-- start --
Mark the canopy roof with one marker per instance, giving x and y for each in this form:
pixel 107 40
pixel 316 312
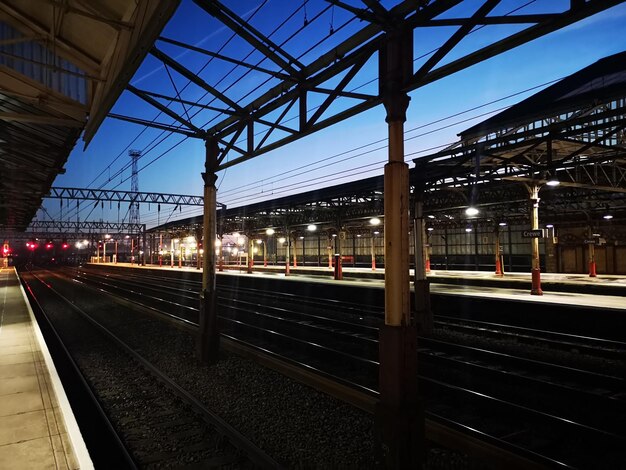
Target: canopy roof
pixel 62 67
-- end --
Copy the records above word for word, leaving out the pictures.

§ CORRECT OUTPUT:
Mark the canopy roof with one marker per instance, giving x and y for each in this form:
pixel 107 40
pixel 316 312
Target: canopy roof
pixel 62 67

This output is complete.